◆ Provided records ◆
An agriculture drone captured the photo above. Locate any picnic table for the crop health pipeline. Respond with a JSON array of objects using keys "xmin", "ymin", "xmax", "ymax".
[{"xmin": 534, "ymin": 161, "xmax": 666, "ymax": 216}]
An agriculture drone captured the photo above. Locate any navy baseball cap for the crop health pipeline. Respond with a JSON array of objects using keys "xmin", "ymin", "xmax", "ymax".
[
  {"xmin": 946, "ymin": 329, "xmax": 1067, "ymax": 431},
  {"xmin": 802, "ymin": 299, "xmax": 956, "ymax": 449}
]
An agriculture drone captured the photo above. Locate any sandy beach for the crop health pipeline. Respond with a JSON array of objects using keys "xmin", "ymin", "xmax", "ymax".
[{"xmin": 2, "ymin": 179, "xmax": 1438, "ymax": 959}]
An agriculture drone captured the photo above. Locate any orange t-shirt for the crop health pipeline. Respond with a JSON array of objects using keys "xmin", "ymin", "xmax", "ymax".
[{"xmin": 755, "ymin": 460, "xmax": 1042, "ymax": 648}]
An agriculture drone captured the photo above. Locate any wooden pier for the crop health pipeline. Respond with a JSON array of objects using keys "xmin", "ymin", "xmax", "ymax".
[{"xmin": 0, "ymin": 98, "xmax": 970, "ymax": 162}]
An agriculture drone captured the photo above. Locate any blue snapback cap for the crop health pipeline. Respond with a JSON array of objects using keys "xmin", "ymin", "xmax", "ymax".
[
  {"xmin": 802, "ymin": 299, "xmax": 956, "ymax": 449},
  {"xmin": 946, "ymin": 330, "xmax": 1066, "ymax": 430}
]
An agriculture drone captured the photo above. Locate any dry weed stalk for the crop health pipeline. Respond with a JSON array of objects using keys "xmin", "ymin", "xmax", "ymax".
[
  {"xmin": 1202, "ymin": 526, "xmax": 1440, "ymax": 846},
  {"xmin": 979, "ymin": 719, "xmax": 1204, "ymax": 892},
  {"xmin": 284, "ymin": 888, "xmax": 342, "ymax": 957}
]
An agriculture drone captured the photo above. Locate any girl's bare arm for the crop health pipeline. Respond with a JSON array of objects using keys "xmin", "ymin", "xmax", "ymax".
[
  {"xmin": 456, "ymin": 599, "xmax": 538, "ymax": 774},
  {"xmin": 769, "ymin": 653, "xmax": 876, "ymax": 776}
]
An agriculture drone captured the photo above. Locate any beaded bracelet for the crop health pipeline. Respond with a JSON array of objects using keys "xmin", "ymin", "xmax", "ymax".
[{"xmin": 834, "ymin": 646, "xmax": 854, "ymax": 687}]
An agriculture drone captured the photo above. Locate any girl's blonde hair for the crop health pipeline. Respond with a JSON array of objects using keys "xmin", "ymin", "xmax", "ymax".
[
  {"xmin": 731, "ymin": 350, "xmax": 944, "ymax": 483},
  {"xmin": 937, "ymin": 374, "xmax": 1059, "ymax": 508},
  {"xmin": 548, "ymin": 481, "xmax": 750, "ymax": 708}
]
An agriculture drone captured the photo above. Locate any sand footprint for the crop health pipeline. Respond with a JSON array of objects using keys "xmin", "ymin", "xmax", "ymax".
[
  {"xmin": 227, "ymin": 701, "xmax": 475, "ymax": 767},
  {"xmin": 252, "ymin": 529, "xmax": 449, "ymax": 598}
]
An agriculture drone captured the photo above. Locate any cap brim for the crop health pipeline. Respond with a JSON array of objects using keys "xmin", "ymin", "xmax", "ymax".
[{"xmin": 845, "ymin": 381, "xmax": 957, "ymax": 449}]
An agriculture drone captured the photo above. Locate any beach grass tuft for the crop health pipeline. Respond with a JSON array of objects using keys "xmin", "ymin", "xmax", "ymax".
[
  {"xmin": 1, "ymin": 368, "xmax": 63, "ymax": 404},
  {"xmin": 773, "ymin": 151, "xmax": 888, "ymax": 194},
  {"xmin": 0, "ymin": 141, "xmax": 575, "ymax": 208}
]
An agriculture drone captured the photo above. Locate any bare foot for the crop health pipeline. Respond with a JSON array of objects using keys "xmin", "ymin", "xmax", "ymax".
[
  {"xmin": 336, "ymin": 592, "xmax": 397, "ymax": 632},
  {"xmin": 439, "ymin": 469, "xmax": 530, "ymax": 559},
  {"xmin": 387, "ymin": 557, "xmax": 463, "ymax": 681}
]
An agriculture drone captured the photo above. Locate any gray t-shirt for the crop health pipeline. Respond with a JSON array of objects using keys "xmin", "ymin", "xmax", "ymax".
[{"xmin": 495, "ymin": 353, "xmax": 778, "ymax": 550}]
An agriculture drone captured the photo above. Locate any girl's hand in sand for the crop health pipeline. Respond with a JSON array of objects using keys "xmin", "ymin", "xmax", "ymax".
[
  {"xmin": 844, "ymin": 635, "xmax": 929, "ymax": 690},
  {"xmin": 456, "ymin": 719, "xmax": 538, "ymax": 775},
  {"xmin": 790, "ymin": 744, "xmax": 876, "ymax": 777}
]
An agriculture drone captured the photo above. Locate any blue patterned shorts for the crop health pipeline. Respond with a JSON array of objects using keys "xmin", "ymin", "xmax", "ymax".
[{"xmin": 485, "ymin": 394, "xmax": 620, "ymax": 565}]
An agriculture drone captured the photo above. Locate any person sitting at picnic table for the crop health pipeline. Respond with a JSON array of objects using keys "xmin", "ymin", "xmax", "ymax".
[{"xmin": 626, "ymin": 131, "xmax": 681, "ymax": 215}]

◆ What the task requires ◆
The records above should all be quoted exactly, please.

◆ Solved problem ◆
An agriculture drone captured the photo above. Locate any picnic table for the crop health pipeline. Respond with a JSON array of objects using keys "xmin", "ymin", "xmax", "ymax".
[{"xmin": 534, "ymin": 161, "xmax": 666, "ymax": 216}]
An agriculture drone captured the photo above. Locate any navy baseball cap for the crop health pipeline. Respond with a JSON array of objects using keys "xmin", "ymin", "xmax", "ymax".
[
  {"xmin": 946, "ymin": 329, "xmax": 1067, "ymax": 431},
  {"xmin": 802, "ymin": 299, "xmax": 956, "ymax": 449}
]
An agriculture drone captured the photo above. Locate any sandy beach for the crop health pipeline. Respond with a JSON array of objects using keys "xmin", "ymin", "xmax", "ymax".
[{"xmin": 2, "ymin": 179, "xmax": 1438, "ymax": 959}]
An agriculture drone captured the photo above. Locate any orange t-shirt for the crop health pipeline. Respond with a JSON array of objects using keys "xmin", "ymin", "xmax", "ymax".
[{"xmin": 755, "ymin": 460, "xmax": 1042, "ymax": 648}]
An agriculture drone captured the photo above. Locate any wooden pier for the crop health pipeline. Respond with a JSON array of objects using keys "xmin", "ymin", "xmax", "ymax".
[{"xmin": 0, "ymin": 98, "xmax": 970, "ymax": 162}]
An agriculture drone captured the photo above. Locate any blue snapback cap for the crop health pipeline. Respond with a JSON array of objects using keys "xmin", "ymin", "xmax", "ymax".
[
  {"xmin": 802, "ymin": 299, "xmax": 956, "ymax": 449},
  {"xmin": 946, "ymin": 330, "xmax": 1066, "ymax": 430}
]
An agriculture drone captured the photo above. Locate any dry weed stalk for the crop health pipeline. Respond with a JSON array of objects using keys "xmin", "ymin", "xmax", "ymax".
[
  {"xmin": 1202, "ymin": 526, "xmax": 1440, "ymax": 846},
  {"xmin": 979, "ymin": 719, "xmax": 1204, "ymax": 892},
  {"xmin": 284, "ymin": 888, "xmax": 342, "ymax": 957}
]
An agriculture drone captured the photo above. Locate any girl's bare arm for the crop health pipeline. Respond with a JSON array of objects using keys "xmin", "ymin", "xmax", "ymax".
[
  {"xmin": 456, "ymin": 599, "xmax": 538, "ymax": 774},
  {"xmin": 769, "ymin": 653, "xmax": 876, "ymax": 776}
]
An agriculture drone captured the photo above. Locate any beaded bracelet for the crop health pipeline. Respond with a JSON array of objects using keys "xmin", "ymin", "xmax", "ymax".
[{"xmin": 834, "ymin": 646, "xmax": 854, "ymax": 687}]
An agriculture drone captured the photo above. Locate any girl's blonde hair for the crop health pipeline. Respond with a JSON array of objects using keys "xmin", "ymin", "xmax", "ymax".
[
  {"xmin": 731, "ymin": 350, "xmax": 944, "ymax": 483},
  {"xmin": 937, "ymin": 374, "xmax": 1059, "ymax": 508},
  {"xmin": 548, "ymin": 481, "xmax": 750, "ymax": 708}
]
An agriculture drone captured the photo above. Locate any sand footprint for the crop health pipeline. Respond with a JSON array of objects using keys "xmin", "ymin", "xmax", "ymax".
[
  {"xmin": 227, "ymin": 701, "xmax": 475, "ymax": 767},
  {"xmin": 252, "ymin": 529, "xmax": 449, "ymax": 598}
]
An agriculture drone captured the photo above. Locate any cap brim for the crop health pipeline. Respond with a JSON array of objects using keys "xmin", "ymin", "xmax", "ymax".
[{"xmin": 845, "ymin": 381, "xmax": 957, "ymax": 449}]
An agriculture drone captured the photo above. Locate any beach grass tuft for the crop health pipeline. Respond with a JSON array of objects using keys "xmin", "ymin", "xmax", "ymax".
[
  {"xmin": 1, "ymin": 368, "xmax": 63, "ymax": 404},
  {"xmin": 773, "ymin": 151, "xmax": 888, "ymax": 194},
  {"xmin": 0, "ymin": 141, "xmax": 575, "ymax": 208}
]
An agriculture drone captured the photo above. Locate any bare foot for the crop health pipeline. Respond with a JSON array of objects using keys "xmin", "ymin", "xmax", "ymax".
[
  {"xmin": 336, "ymin": 592, "xmax": 397, "ymax": 632},
  {"xmin": 439, "ymin": 469, "xmax": 530, "ymax": 559},
  {"xmin": 387, "ymin": 557, "xmax": 463, "ymax": 681}
]
An agriculture drone captured the photo above. Locate any gray t-shirt for the crop health pipeline. Respond with a JSON array of objects using keys "xmin", "ymin", "xmax", "ymax".
[{"xmin": 495, "ymin": 353, "xmax": 778, "ymax": 550}]
An agriculture drone captured the photo above. Locate any girl's hand in sand for the crop health pipeline. Respond with a JSON array of objects using keys "xmin", "ymin", "xmax", "ymax".
[
  {"xmin": 844, "ymin": 635, "xmax": 929, "ymax": 690},
  {"xmin": 456, "ymin": 719, "xmax": 538, "ymax": 775},
  {"xmin": 790, "ymin": 744, "xmax": 876, "ymax": 777}
]
An agriculture drone captured the photo above. Locate any blue patterned shorts for the crop health pipeline. Respond with a JSON array of objects using keys "xmin", "ymin", "xmax", "ymax".
[{"xmin": 485, "ymin": 394, "xmax": 620, "ymax": 565}]
An agriculture drone captured the photo above. Locate any person sitting at picnic table for the crop health pipeline. Respond with a JSON array of objects using keys "xmin", "ymin", "xmax", "ymax".
[{"xmin": 626, "ymin": 131, "xmax": 681, "ymax": 215}]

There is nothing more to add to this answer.